◆ **Instructions for the task**: Repeat every line below exactly, word for word.

══════

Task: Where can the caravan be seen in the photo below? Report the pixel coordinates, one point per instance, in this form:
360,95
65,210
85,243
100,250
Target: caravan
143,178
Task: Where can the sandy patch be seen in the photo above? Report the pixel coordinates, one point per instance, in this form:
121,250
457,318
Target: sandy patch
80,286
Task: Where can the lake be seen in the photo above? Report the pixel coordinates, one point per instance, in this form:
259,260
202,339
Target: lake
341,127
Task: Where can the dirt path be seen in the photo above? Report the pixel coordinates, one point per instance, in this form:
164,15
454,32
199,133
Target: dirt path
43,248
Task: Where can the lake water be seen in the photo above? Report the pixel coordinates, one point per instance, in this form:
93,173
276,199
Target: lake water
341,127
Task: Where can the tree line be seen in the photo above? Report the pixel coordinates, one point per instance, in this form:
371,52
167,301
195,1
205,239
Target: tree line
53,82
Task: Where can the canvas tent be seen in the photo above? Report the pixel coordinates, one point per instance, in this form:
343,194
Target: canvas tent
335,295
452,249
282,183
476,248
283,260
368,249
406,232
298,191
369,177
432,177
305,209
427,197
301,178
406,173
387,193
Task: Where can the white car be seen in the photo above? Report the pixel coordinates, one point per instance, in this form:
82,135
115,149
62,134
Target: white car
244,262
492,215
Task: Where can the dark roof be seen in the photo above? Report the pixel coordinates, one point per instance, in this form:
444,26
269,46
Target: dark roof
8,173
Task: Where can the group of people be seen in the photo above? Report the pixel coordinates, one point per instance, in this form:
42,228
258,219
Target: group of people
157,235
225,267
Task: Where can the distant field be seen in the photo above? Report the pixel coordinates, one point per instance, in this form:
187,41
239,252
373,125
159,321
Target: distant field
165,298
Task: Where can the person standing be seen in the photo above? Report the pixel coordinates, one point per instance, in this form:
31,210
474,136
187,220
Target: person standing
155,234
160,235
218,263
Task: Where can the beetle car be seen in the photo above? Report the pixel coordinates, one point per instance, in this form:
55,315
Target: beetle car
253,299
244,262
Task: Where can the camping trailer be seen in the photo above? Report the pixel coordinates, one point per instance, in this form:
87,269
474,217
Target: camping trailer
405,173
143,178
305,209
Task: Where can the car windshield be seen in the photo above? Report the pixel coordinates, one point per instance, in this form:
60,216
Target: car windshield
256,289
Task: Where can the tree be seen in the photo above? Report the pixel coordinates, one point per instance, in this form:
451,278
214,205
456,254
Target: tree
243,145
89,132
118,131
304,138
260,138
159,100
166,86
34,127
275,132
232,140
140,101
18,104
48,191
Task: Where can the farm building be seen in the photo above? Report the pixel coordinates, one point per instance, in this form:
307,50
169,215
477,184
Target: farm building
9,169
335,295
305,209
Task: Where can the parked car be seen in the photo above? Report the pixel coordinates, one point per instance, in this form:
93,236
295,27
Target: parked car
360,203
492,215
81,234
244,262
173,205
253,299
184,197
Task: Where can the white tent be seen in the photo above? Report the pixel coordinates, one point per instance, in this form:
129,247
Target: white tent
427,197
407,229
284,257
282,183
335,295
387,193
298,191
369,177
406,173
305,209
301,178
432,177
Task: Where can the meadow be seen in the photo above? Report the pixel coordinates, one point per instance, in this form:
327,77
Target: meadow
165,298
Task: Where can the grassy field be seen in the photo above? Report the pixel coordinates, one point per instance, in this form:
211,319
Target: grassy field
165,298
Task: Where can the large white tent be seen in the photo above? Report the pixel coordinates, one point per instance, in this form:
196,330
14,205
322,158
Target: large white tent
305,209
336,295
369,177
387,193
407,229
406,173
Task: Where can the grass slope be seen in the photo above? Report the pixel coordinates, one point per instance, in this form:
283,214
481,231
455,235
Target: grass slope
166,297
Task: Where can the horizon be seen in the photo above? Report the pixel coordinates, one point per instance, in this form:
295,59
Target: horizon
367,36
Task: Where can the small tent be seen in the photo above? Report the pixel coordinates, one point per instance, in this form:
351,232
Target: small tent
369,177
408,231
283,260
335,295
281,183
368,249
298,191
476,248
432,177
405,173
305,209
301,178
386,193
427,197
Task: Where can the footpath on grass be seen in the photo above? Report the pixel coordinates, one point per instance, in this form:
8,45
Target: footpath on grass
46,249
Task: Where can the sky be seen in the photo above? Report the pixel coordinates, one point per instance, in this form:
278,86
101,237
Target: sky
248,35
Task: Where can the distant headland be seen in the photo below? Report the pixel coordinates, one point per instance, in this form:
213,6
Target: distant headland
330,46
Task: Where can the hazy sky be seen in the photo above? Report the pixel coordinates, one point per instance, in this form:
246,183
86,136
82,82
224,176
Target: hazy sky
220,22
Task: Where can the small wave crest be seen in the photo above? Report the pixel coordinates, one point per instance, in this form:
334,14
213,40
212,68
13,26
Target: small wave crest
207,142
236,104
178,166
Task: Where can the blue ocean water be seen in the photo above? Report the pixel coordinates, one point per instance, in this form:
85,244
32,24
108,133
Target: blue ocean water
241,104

══════

◆ **Exercise output**:
Task: Where can the caravan be seen in the photo below? Report the pixel coordinates, one point per instance, in this form:
360,95
65,210
85,243
100,250
Target: caravan
143,178
Task: Where can the sandy patch be seen in the photo above? Report the pixel coordinates, one point per instance, in this form:
121,250
457,318
Target: sandy patch
80,286
Task: Where can the lake be seen in the photo above? Report the pixel coordinates, one point per instance, in this form:
259,260
202,339
Target: lake
341,127
Task: Where can the dirt path be seen in the photo above? Report the pixel coordinates, one point per instance, in this form:
164,15
454,32
199,133
Target: dirt path
43,248
Task: Where can the lake water be seen in the photo above? Report the pixel coordinates, one point per instance, in this form:
93,173
276,199
Target: lake water
341,127
Task: Where can the tree line be seen in the photo above? Report the pixel coordinates, one point per instance, in this form:
371,52
167,301
195,1
205,239
Target: tree line
53,82
Task: Where can the canvas tent be seen in the photo above? Report the pixel coordinates, one point per instance, in this form:
343,194
Target: canvas tent
335,295
452,249
282,183
476,248
283,260
368,249
406,232
298,191
369,177
432,177
305,209
427,197
301,178
406,173
387,193
Task: Where can the white car be seen in the photo above? Report the pixel coordinates, one point per instance, in this form:
82,135
115,149
62,134
Target: white car
244,262
492,215
Task: Where can the dark roof be seen in the photo above? Report the pixel coordinates, one point per instance, in this form:
444,26
269,46
Target: dark roof
8,173
Task: Where can the group of people be seen in the photo above? Report the pixel coordinates, one point per instance, in this form:
42,228
258,219
Target: group of people
157,235
225,267
Task: Where can the distant field be seen in the photo above? Report the pixel coordinates, one point per instance, in this form:
187,41
239,252
373,125
159,321
Target: distant field
165,298
Task: Where can the person standing be seen in the photo above? Report the pixel coordinates, one point per instance, in this form:
31,210
474,136
187,220
Target: person standing
155,234
160,235
218,263
Task: Where can the beetle car be seen in the photo above? Report the pixel coordinates, one point per instance, in this form:
55,315
Target: beetle car
253,299
244,262
Task: Where can the camping trailer be seen in the photo above? Report the pixel coordinates, one point per instance, in this form:
87,269
474,217
Target: camping trailer
405,173
143,178
305,209
Task: Where can the car windshield be seen in the photo above? Report the pixel coordinates, one point per instance, in this form:
60,216
Target: car windshield
256,289
Task: Where can the tree be seen in the photo above? Report the pixel coordinates, one point per instance, in this form:
451,278
214,205
456,254
Target: tree
243,145
89,132
118,131
304,138
260,138
159,100
166,86
34,127
275,132
232,140
140,101
18,104
48,191
Task: Where can the farm building be seen in the photo above? Report the pixel coordinates, one point per instance, in this form:
307,50
169,215
477,184
Target: farm building
9,169
335,295
305,209
Task: Where can the parked car be seen in the photo above? Report the pixel coordinates, one point per instance, in this form:
93,236
295,27
Target: parked car
360,203
492,215
81,234
244,262
173,205
253,299
184,197
Task: Where can the white tent be seen in the photo above? Report the pixel coordinates, one point per instance, in this form:
129,247
Target: white tent
427,197
407,229
284,257
282,183
335,295
387,193
298,191
369,177
406,173
305,209
301,178
432,177
Task: Where can the meadow be seen in the photo above? Report the pixel coordinates, one point per instance, in this form:
327,77
Target: meadow
165,298
Task: Where can the grassy field be seen in the photo above? Report the pixel coordinates, one point per instance, in this form:
211,319
Target: grassy field
165,298
Task: Where can the large white tent be seen in the photo above? Report the pixel coordinates, one point per instance, in this form:
196,330
14,205
322,158
Target: large white tent
305,209
336,295
369,177
387,193
407,229
406,173
Task: Where can the grass slope be seen in the photo above? Report the pixel coordinates, one point per instance, in this form:
283,214
481,231
455,235
Target: grass slope
166,297
Task: Where can the horizon be seen in the photo above? Report the pixel coordinates, one point per instance, in this form:
295,59
Target: horizon
367,36
Task: Where can the small tent be seen in the photo above? Report the pixel coordinates, one point per instance, in this form:
351,232
Target: small tent
369,177
408,231
283,260
335,295
281,183
368,249
298,191
476,248
432,177
405,173
305,209
301,178
386,193
427,197
Task: Where can the footpath on grass be seen in the photo above? Report the pixel coordinates, one point per instance, in this form:
8,45
Target: footpath on grass
46,249
Task: Where can the sky be seen in the photo above? Report the pixel coordinates, one point per instance, in this form:
278,86
101,237
Target: sky
248,35
Task: Where can the distant headland be seen in the photo below? Report the pixel coordinates, one point per instance, in this form:
213,6
Target: distant headland
330,46
Task: Where can the hazy sky be seen in the photo above? Report the pixel coordinates, one point per instance, in this form:
246,183
86,136
82,82
224,176
Target: hazy sky
220,22
Task: Where can the small wave crest be seen in the photo above? Report the pixel coordinates, one point per instance, in this form:
334,14
213,40
212,68
13,26
Target: small wave crest
207,142
236,104
178,166
Task: Where can the blue ocean water be seen in the photo above? Report the pixel coordinates, one point per instance, in this form:
85,244
32,24
108,133
Target: blue ocean water
241,104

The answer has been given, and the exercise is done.